- The records
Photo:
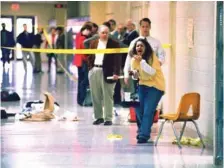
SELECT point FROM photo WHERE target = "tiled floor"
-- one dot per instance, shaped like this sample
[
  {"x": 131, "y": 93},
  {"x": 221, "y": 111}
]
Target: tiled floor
[{"x": 66, "y": 144}]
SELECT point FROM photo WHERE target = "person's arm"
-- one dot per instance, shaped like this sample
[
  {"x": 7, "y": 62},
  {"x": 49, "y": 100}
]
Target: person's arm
[
  {"x": 161, "y": 53},
  {"x": 87, "y": 41},
  {"x": 147, "y": 68},
  {"x": 121, "y": 44},
  {"x": 127, "y": 66}
]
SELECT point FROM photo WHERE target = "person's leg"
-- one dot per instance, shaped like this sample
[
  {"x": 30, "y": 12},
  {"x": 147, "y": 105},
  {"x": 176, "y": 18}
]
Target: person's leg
[
  {"x": 25, "y": 53},
  {"x": 108, "y": 92},
  {"x": 49, "y": 61},
  {"x": 95, "y": 78},
  {"x": 117, "y": 93},
  {"x": 3, "y": 56},
  {"x": 80, "y": 79},
  {"x": 61, "y": 59},
  {"x": 7, "y": 55},
  {"x": 37, "y": 61},
  {"x": 151, "y": 98},
  {"x": 84, "y": 82},
  {"x": 32, "y": 59},
  {"x": 140, "y": 108},
  {"x": 56, "y": 61}
]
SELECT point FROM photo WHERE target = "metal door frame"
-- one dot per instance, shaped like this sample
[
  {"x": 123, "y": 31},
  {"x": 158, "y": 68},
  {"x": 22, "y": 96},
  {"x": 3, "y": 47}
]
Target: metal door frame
[{"x": 218, "y": 144}]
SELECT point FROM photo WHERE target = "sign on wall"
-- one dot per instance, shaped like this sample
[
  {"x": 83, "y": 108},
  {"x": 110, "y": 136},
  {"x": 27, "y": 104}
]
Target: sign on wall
[{"x": 190, "y": 33}]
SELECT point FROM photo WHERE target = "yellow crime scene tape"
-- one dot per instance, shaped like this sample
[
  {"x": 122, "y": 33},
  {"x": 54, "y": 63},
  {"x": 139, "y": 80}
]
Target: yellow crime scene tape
[
  {"x": 114, "y": 137},
  {"x": 78, "y": 51},
  {"x": 74, "y": 51}
]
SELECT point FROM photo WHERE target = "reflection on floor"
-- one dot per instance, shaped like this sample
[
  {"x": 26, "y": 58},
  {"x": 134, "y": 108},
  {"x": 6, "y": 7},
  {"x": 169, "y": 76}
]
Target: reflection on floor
[{"x": 79, "y": 144}]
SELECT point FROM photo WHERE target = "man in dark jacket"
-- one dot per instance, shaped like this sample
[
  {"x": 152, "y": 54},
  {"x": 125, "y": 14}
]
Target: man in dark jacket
[
  {"x": 101, "y": 67},
  {"x": 7, "y": 40},
  {"x": 37, "y": 43},
  {"x": 60, "y": 44},
  {"x": 26, "y": 40}
]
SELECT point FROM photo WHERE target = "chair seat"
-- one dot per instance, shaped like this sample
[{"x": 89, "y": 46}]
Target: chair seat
[{"x": 174, "y": 117}]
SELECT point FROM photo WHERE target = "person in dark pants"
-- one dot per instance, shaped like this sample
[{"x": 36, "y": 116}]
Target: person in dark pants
[
  {"x": 26, "y": 40},
  {"x": 52, "y": 40},
  {"x": 80, "y": 61},
  {"x": 37, "y": 42},
  {"x": 146, "y": 67},
  {"x": 7, "y": 40},
  {"x": 60, "y": 44}
]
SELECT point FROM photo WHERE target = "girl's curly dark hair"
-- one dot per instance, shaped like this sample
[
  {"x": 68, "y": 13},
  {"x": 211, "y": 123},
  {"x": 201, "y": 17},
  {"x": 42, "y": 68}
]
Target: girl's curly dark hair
[{"x": 148, "y": 53}]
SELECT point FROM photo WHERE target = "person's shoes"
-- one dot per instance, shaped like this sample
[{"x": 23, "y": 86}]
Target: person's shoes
[
  {"x": 141, "y": 141},
  {"x": 60, "y": 72},
  {"x": 108, "y": 123},
  {"x": 98, "y": 121}
]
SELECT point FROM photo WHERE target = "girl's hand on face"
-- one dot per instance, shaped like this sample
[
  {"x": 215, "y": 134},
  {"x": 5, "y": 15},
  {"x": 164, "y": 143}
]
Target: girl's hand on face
[{"x": 138, "y": 57}]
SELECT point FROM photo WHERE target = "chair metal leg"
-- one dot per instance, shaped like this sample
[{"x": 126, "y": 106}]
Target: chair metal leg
[
  {"x": 160, "y": 131},
  {"x": 182, "y": 130},
  {"x": 199, "y": 134},
  {"x": 175, "y": 133}
]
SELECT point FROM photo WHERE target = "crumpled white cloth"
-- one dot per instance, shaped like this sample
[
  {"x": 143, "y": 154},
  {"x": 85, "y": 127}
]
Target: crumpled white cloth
[{"x": 35, "y": 108}]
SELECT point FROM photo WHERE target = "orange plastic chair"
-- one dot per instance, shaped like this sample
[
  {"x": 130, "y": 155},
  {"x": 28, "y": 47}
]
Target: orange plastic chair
[{"x": 187, "y": 101}]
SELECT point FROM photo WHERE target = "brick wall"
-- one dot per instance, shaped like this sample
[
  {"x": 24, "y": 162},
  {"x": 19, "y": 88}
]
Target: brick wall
[{"x": 195, "y": 68}]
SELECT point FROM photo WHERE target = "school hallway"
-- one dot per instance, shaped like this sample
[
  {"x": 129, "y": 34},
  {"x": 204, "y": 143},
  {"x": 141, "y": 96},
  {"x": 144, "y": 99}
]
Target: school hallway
[{"x": 67, "y": 144}]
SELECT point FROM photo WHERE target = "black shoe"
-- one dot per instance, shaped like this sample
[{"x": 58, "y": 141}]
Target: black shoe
[
  {"x": 140, "y": 141},
  {"x": 98, "y": 121},
  {"x": 108, "y": 123},
  {"x": 60, "y": 72}
]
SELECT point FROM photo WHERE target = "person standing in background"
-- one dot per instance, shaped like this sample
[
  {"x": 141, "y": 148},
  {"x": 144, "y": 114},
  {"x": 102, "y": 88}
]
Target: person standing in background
[
  {"x": 26, "y": 40},
  {"x": 52, "y": 40},
  {"x": 60, "y": 44},
  {"x": 37, "y": 43},
  {"x": 80, "y": 61},
  {"x": 7, "y": 40},
  {"x": 102, "y": 66}
]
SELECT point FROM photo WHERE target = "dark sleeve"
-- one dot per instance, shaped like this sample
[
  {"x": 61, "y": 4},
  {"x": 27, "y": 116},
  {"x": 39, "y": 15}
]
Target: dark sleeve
[
  {"x": 90, "y": 58},
  {"x": 18, "y": 39},
  {"x": 12, "y": 41},
  {"x": 88, "y": 41},
  {"x": 117, "y": 60},
  {"x": 63, "y": 41}
]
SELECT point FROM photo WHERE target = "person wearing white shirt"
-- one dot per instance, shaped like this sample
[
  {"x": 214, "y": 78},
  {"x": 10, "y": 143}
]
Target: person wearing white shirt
[
  {"x": 145, "y": 26},
  {"x": 102, "y": 66}
]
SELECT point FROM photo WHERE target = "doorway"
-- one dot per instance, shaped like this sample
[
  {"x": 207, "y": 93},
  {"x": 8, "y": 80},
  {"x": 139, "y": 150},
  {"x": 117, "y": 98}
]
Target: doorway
[
  {"x": 9, "y": 22},
  {"x": 30, "y": 22},
  {"x": 219, "y": 85}
]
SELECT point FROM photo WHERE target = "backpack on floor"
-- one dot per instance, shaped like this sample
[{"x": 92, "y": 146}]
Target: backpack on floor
[
  {"x": 88, "y": 98},
  {"x": 9, "y": 96}
]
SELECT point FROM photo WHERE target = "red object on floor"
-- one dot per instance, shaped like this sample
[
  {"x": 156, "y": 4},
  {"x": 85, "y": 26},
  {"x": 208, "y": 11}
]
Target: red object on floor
[
  {"x": 133, "y": 115},
  {"x": 156, "y": 117}
]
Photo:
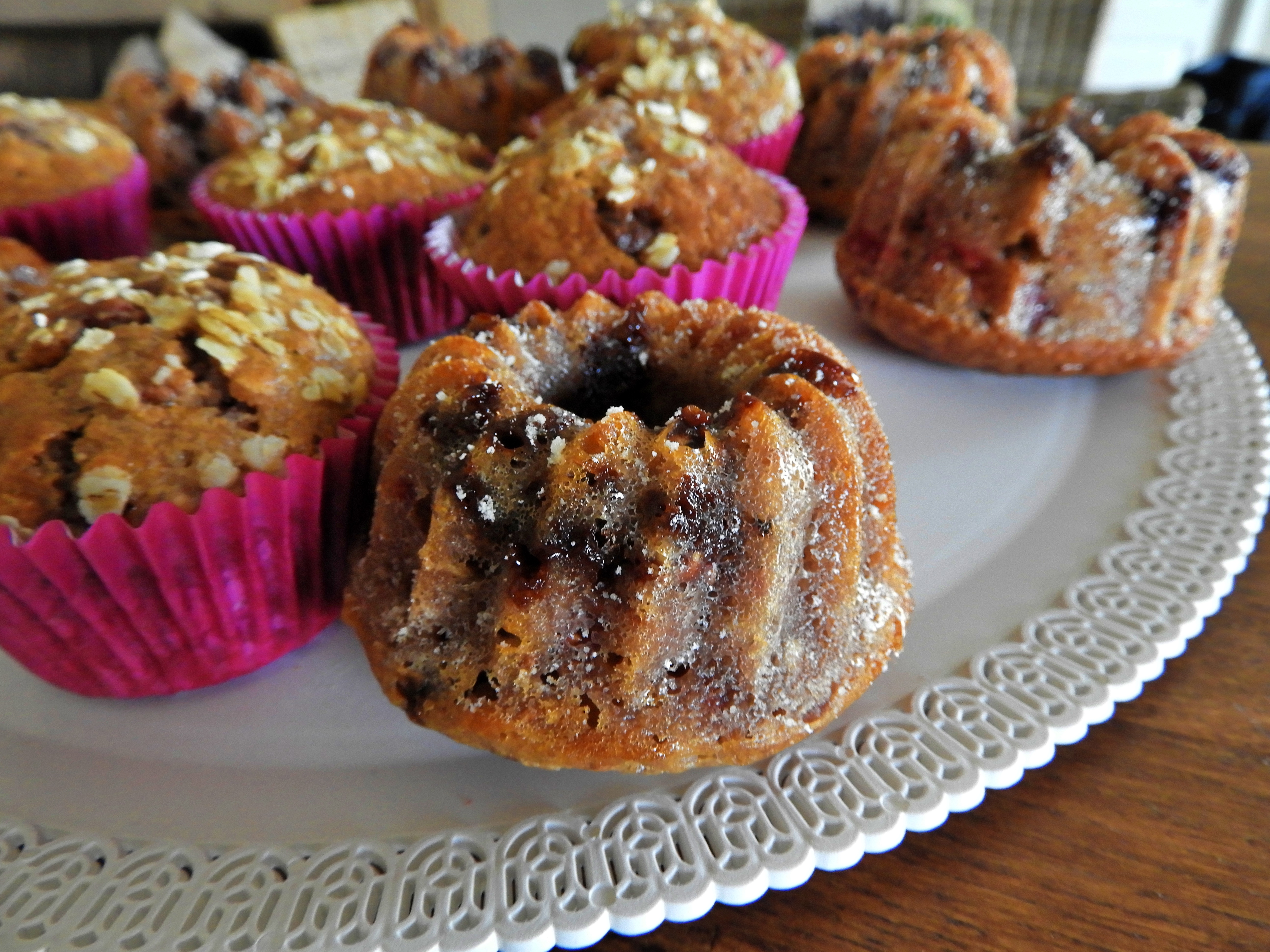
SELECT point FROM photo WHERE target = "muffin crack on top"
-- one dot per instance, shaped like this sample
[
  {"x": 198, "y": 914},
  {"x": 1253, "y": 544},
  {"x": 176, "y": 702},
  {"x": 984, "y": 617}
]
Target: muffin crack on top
[
  {"x": 149, "y": 380},
  {"x": 642, "y": 539}
]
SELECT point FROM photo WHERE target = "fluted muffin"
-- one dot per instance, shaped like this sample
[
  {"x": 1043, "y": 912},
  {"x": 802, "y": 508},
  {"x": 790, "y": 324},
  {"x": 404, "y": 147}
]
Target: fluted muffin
[
  {"x": 1077, "y": 249},
  {"x": 182, "y": 124},
  {"x": 618, "y": 187},
  {"x": 853, "y": 87},
  {"x": 487, "y": 89},
  {"x": 642, "y": 539},
  {"x": 689, "y": 56},
  {"x": 140, "y": 380},
  {"x": 349, "y": 155},
  {"x": 49, "y": 152}
]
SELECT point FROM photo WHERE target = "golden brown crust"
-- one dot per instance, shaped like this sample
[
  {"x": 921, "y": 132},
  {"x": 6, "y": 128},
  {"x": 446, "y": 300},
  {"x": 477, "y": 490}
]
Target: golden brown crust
[
  {"x": 351, "y": 155},
  {"x": 1039, "y": 257},
  {"x": 486, "y": 89},
  {"x": 641, "y": 539},
  {"x": 854, "y": 85},
  {"x": 689, "y": 56},
  {"x": 181, "y": 124},
  {"x": 608, "y": 188},
  {"x": 142, "y": 380},
  {"x": 49, "y": 152},
  {"x": 23, "y": 271}
]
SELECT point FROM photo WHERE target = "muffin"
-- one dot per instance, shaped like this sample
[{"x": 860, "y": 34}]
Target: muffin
[
  {"x": 486, "y": 89},
  {"x": 171, "y": 437},
  {"x": 853, "y": 87},
  {"x": 22, "y": 271},
  {"x": 614, "y": 197},
  {"x": 346, "y": 192},
  {"x": 642, "y": 539},
  {"x": 693, "y": 59},
  {"x": 167, "y": 376},
  {"x": 182, "y": 125},
  {"x": 70, "y": 186},
  {"x": 1074, "y": 249}
]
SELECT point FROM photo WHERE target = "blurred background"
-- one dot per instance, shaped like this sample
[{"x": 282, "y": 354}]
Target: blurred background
[{"x": 1201, "y": 60}]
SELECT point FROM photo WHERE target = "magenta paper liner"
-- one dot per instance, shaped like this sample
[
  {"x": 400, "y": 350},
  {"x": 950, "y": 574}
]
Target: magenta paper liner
[
  {"x": 110, "y": 221},
  {"x": 373, "y": 261},
  {"x": 771, "y": 153},
  {"x": 751, "y": 278},
  {"x": 187, "y": 601}
]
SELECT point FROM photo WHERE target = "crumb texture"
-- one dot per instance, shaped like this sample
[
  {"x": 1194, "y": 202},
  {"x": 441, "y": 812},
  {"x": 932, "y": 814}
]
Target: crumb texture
[
  {"x": 614, "y": 187},
  {"x": 145, "y": 380},
  {"x": 641, "y": 539},
  {"x": 1072, "y": 249}
]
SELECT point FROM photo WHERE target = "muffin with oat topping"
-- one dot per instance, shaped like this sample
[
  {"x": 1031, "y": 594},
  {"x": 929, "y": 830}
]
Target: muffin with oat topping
[
  {"x": 616, "y": 193},
  {"x": 22, "y": 271},
  {"x": 173, "y": 447},
  {"x": 182, "y": 124},
  {"x": 129, "y": 382},
  {"x": 693, "y": 58},
  {"x": 345, "y": 192},
  {"x": 351, "y": 155},
  {"x": 486, "y": 88},
  {"x": 69, "y": 185}
]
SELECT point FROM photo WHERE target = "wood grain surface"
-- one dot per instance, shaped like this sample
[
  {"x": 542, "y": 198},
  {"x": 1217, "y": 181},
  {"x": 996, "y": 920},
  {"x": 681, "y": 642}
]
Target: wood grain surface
[{"x": 1152, "y": 833}]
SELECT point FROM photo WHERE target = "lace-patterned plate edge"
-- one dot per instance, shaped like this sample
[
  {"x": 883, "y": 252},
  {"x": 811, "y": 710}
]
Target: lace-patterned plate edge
[{"x": 567, "y": 879}]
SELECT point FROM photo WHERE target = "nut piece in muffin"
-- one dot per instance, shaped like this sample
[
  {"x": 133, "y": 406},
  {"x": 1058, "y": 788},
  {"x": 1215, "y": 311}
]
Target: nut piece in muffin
[
  {"x": 853, "y": 87},
  {"x": 181, "y": 124},
  {"x": 618, "y": 187},
  {"x": 23, "y": 271},
  {"x": 691, "y": 58},
  {"x": 49, "y": 152},
  {"x": 487, "y": 89},
  {"x": 145, "y": 380},
  {"x": 349, "y": 155}
]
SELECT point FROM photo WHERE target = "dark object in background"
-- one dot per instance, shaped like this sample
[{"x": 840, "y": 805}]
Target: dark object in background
[
  {"x": 1239, "y": 96},
  {"x": 486, "y": 88},
  {"x": 182, "y": 124},
  {"x": 72, "y": 63},
  {"x": 856, "y": 20}
]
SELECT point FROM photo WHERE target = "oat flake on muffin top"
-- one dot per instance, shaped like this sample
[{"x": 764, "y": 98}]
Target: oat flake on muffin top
[
  {"x": 351, "y": 155},
  {"x": 49, "y": 152},
  {"x": 693, "y": 58},
  {"x": 615, "y": 187},
  {"x": 129, "y": 382}
]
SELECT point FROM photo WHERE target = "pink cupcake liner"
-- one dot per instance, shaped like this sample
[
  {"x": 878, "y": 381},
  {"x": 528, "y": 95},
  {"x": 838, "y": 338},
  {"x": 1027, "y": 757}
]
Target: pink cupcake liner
[
  {"x": 754, "y": 277},
  {"x": 187, "y": 601},
  {"x": 110, "y": 221},
  {"x": 373, "y": 261},
  {"x": 771, "y": 153}
]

- Task brief
Everything from the line containing "Target: oat flake on muffin top" to the bottom of the listing is to be set down exactly; leave out all other lines.

- Result
Target: oat flake on muffin top
[
  {"x": 351, "y": 155},
  {"x": 49, "y": 152},
  {"x": 693, "y": 58},
  {"x": 615, "y": 187},
  {"x": 129, "y": 382}
]
SELECT point FROM photo WHERE target = "pink cupcake liner"
-- one dot per instance, shaped like this sample
[
  {"x": 878, "y": 381},
  {"x": 528, "y": 95},
  {"x": 838, "y": 338},
  {"x": 1027, "y": 757}
]
Target: pink cupcake liner
[
  {"x": 754, "y": 277},
  {"x": 187, "y": 601},
  {"x": 110, "y": 221},
  {"x": 373, "y": 261},
  {"x": 771, "y": 153}
]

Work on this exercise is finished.